▶ _WORK TASK_
Copy the letter on the term "sciatica," starting at "Competing interests: None" and ending at "Sciatica. Lancet 1941;i:561-4.", and swap "Competing interests" for "Conflicts of interest".

▶ _EXTRACTED TEXT_
Jeremy C T Fairbank, consultant orthopaedic surgeon

In their clinical review Koes et al use the entirely non-evidence-based term “sciatica.”1 From the Greek, it literally means hip pain. In English, the Oxford English Dictionary gives precedent to a quote from Shakespeare's Timon of Athens (act IV, scene I), where sciatica is a curse placed on the senators. None of this is a good basis for current usage, which is supposed to describe nerve root or radicular pain, as the authors note but do not discuss.

The problem is that patients with back pain may also have referred pain, a phenomenon first pointed out by Kellgren over 60 years ago.2 Clinicians are not good at making this distinction, but they should at least try. This issue takes on greater importance when studying the evidence base where often this distinction is not made. Persistent use of the archaic word sciatica in the clinical setting is not in the best interests of people with a miserable and disabling condition. It remains an effective curse, but English terms such as nerve root pain or radicular pain better describe the clinical problem.


Competing interests: None declared.


1. Koes BW, van Tulder MW, Peul WC. Diagnosis and treatment of sciatica. BMJ 2007;334:1313-7. (23 June.) [PMC free article] [PubMed]
2. Kellgren J. Sciatica. Lancet 1941;i:561-4.

▶ _SUPPLIED RECORDS_
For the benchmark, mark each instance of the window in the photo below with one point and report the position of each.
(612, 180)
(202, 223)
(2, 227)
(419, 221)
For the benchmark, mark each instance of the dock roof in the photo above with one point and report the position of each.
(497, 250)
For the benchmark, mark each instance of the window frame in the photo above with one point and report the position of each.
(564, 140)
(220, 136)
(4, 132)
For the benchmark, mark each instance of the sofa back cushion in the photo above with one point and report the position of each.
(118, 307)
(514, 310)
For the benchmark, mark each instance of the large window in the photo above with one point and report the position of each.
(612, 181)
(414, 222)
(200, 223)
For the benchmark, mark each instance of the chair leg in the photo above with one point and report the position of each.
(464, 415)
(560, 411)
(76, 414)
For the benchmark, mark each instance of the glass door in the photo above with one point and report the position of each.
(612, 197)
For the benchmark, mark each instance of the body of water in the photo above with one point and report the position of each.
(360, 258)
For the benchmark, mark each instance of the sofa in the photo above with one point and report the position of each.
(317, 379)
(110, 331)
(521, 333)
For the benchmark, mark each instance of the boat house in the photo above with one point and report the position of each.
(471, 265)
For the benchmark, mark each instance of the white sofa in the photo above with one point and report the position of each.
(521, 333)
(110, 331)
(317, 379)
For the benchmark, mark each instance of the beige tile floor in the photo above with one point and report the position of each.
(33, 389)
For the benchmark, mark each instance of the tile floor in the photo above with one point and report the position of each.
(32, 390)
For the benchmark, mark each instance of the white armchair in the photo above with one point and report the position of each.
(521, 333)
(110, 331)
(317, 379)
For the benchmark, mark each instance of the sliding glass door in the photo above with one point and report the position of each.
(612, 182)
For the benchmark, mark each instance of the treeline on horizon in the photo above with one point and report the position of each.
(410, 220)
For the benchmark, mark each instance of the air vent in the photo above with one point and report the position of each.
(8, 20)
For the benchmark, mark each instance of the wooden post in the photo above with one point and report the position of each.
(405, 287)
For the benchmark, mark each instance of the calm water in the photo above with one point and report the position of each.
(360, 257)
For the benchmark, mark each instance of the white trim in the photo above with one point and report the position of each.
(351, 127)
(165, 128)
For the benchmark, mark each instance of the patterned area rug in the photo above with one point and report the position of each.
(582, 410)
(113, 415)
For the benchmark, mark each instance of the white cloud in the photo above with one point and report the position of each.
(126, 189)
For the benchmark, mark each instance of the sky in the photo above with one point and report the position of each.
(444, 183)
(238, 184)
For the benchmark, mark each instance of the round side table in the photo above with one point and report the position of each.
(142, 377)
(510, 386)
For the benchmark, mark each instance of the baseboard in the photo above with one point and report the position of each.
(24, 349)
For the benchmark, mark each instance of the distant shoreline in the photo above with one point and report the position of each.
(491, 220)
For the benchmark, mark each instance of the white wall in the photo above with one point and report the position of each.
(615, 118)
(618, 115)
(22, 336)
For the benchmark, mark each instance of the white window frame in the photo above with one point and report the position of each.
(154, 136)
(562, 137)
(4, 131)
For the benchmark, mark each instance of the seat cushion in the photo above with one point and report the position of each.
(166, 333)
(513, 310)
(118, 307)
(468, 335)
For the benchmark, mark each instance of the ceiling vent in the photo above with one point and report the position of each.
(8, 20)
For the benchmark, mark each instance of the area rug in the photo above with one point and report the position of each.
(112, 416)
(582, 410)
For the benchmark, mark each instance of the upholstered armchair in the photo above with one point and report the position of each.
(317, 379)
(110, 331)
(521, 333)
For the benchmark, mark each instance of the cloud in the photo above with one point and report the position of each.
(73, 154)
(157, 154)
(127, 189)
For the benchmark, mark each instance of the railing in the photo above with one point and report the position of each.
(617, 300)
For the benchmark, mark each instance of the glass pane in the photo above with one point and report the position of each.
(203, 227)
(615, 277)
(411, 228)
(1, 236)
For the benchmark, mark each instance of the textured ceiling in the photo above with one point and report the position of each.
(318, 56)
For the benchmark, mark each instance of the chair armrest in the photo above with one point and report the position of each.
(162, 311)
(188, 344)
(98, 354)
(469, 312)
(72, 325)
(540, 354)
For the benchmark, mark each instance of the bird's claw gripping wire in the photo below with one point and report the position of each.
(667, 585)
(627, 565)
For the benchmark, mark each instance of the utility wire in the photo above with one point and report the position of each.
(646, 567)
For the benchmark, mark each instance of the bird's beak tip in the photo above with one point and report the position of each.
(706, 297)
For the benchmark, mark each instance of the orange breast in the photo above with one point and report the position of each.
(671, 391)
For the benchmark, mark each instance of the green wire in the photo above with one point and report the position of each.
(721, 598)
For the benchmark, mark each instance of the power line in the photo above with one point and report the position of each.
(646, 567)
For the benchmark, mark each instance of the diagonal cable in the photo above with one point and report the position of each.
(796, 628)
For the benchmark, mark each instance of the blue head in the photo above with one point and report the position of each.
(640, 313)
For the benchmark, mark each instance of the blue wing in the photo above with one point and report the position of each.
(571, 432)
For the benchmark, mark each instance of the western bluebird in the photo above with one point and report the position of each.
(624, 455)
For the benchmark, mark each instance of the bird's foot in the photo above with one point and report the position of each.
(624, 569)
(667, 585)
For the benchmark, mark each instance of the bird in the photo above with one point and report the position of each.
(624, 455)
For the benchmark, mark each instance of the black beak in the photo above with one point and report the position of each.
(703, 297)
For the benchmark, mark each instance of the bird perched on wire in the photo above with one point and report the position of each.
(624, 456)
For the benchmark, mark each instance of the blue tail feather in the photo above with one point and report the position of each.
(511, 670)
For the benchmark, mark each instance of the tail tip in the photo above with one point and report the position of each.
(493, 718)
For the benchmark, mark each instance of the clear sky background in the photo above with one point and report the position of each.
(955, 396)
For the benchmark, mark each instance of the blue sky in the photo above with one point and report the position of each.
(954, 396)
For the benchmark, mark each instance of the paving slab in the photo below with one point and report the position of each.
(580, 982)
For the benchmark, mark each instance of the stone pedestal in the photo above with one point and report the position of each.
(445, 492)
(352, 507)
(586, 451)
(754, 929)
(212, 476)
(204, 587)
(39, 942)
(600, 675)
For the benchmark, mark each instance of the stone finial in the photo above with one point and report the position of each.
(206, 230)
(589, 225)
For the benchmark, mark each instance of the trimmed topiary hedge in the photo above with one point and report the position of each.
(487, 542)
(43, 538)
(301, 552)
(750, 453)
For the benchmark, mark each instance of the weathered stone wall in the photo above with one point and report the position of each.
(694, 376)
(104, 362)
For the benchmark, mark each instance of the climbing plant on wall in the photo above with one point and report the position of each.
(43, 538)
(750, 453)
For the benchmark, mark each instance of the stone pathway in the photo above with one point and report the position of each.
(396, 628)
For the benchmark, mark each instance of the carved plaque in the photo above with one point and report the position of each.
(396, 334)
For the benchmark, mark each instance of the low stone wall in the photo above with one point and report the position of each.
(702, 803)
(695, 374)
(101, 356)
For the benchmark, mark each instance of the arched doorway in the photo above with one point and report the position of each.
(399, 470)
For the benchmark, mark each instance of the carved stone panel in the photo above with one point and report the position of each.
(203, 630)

▶ _REPLY TO THE EXERCISE_
Conflicts of interest: None declared.


1. Koes BW, van Tulder MW, Peul WC. Diagnosis and treatment of sciatica. BMJ 2007;334:1313-7. (23 June.) [PMC free article] [PubMed]
2. Kellgren J. Sciatica. Lancet 1941;i:561-4.